---------- DOCUMENTO

El hotel de Cortázar |
El hotel Cervantes de Montevideo, en la calle Soriano entre Convención y Andes, tiene un lugar ganado en la literatura rioplatense. Curiosamente, ello no se debe a ningún escritor uruguayo sino a Adolfo Bioy Casares, uno de cuyos cuentos "Un viaje o El mago inmortal, se sitúa precisamente en ese hotel y, fundamentalmente, a Julio Cortázar
Cortázar no solo era un huésped habitual del Cervantes en sus estadías en Montevideo, sino que, al igual que Bioy, situó en el hotel uno de sus más notables cuentos. La puerta condenada, publicado en 1956 en el volumen Final del juego.
Más allá de la historia que se narra en el cuento, Cortázar describe allí el hotel Cervantes -o lo que de él recuerda, ya que el cuento fue escrito en París-, y desliza, de paso, algún comentario sobre Montevideo y los montevideanos. Lo que sigue son los párrafos iniciales de La puerta condenada, donde el protagonista absoluto es todavía el hotel.

--------------------
---------- CONJUNTO DE DATOS

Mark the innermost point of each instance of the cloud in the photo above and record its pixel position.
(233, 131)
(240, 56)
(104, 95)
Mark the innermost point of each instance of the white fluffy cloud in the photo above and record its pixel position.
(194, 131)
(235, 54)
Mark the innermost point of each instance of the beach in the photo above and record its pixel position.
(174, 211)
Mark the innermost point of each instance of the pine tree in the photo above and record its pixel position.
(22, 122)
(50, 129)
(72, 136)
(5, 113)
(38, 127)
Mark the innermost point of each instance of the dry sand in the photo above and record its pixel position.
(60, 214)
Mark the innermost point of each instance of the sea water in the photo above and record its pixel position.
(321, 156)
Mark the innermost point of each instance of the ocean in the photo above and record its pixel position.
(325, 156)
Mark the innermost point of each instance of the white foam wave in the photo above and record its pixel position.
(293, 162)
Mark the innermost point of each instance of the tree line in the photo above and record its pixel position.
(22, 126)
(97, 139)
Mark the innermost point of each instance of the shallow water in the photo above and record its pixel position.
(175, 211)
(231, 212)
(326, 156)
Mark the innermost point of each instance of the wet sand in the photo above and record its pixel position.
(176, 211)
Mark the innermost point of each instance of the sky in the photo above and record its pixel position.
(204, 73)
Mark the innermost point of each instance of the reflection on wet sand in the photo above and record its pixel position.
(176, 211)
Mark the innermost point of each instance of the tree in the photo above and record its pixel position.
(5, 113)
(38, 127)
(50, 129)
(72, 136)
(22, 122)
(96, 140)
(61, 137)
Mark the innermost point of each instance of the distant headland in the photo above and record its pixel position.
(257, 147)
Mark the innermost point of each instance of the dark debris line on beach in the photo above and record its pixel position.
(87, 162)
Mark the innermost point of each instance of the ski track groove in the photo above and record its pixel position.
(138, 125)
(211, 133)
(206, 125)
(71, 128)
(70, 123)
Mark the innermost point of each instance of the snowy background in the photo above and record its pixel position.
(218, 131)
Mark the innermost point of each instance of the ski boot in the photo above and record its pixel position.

--------------------

• **CONJUNTO DE TAREAS**
A. Condense en una o dos oraciones el párrafo del texto sobre el hotel Cervantes que comienza con «Cortázar no solo era un huésped habitual», sin perder sus datos principales.
B. Retome el texto sobre el hotel Cervantes a partir del punto en que se interrumpe.

• **RESPUESTAS EN ORDEN**
A. Cortázar se hospedaba habitualmente en el Cervantes cuando estaba en Montevideo y, como Bioy, ambientó allí uno de sus cuentos más notables, «La puerta condenada», publicado en 1956 en el volumen Final del juego.

B.
El ascensor dejaba frente a la recepción, donde había un mostrador con los diarios del día y el tablero telefónico. Le bastaba caminar unos metros para llegar a la habitación El agua salía hirviendo, y eso compensaba la falta de sol y de aire. En la habitación había una pequeña ventana que daba a la azotea del cine contiguo; a veces una paloma se paseaba por ahí. El cuarto de baño tenía una ventana más grande, que se abría tristemente a un muro y a un lejano pedazo de cielo, casi inútil. Los muebles eran buenos, había cajones y estantes de sobra. Y muchas perchas, cosa rara.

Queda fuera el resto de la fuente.